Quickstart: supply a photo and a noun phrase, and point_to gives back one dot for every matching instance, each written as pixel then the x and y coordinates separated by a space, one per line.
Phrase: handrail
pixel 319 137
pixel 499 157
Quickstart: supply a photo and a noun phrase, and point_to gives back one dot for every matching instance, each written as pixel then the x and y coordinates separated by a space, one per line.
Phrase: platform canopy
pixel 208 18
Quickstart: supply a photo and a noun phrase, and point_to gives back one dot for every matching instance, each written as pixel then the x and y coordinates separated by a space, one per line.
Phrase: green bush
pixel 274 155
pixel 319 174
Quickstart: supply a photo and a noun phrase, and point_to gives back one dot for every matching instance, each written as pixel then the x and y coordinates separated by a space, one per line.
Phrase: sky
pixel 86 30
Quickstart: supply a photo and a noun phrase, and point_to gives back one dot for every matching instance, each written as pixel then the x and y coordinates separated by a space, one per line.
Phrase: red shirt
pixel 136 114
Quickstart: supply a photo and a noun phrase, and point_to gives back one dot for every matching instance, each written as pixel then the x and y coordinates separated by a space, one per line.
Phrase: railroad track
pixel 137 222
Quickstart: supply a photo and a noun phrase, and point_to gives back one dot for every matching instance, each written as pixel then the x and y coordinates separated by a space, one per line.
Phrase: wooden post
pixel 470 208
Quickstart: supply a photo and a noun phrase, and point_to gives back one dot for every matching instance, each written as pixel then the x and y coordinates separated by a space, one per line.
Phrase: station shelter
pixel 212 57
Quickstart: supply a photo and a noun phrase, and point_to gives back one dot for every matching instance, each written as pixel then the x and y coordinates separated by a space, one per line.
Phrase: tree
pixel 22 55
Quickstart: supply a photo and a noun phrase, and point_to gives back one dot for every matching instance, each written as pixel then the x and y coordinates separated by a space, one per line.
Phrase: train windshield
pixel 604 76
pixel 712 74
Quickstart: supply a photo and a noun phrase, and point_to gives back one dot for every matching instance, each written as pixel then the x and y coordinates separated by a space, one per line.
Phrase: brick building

OBJECTIVE → Give back all of the material above, word for word and line for line.

RESULT OF THIS TASK →
Quickstart: supply a photo and a noun phrase, and point_to gives back one dot for every matching instance, each written as pixel then the x and y coordinates separated by a space, one per line.
Phrase: handrail
pixel 319 137
pixel 499 157
Quickstart: supply a photo and a noun phrase, and point_to gives back one dot for every matching instance, each written as pixel then the x and y coordinates separated by a space, one per line.
Phrase: platform canopy
pixel 208 18
Quickstart: supply a photo and a noun phrase, and point_to gives back one dot for every matching instance, each written as pixel then the x and y coordinates separated by a space, one per line.
Phrase: green bush
pixel 274 155
pixel 319 174
Quickstart: supply a photo and a noun phrase, and point_to gives back one dot for every matching instance, each written as pixel then the x and y coordinates separated by a space, one per line.
Phrase: sky
pixel 86 30
Quickstart: supply a photo and a noun phrase, and point_to gives back one dot for every matching instance, each written as pixel then the x and y coordinates separated by a space, one per line.
Phrase: red shirt
pixel 136 114
Quickstart: supply a photo and a noun phrase, and point_to gives back one dot for every matching instance, each written as pixel then the x and y coordinates separated by a space, one per line.
Phrase: railroad track
pixel 137 222
Quickstart: supply a photo and a noun phrase, and point_to gives back one dot for every matching instance, each written as pixel then the x and y coordinates separated by a space, one per line.
Phrase: wooden post
pixel 470 208
Quickstart: supply a photo and a noun phrase, and point_to gives back one dot for every matching instance, each written as pixel then the x and y coordinates separated by a space, one per line.
Phrase: station shelter
pixel 212 57
Quickstart: supply a photo and a noun phrase, and point_to gives back one dot for every matching instance, each written as pixel then the x and y coordinates separated by a space, one per line.
Phrase: tree
pixel 22 55
Quickstart: supply a photo and a noun phrase, and point_to gives back one dot for every matching instance, each written as pixel then the x and y coordinates separated by a space, one per line.
Phrase: train windshield
pixel 604 76
pixel 712 74
Quickstart: supply a photo and a noun phrase, and point_to gives back one dot for every matching instance, each written as pixel then the x and y coordinates separated by a space, one per line.
Phrase: brick building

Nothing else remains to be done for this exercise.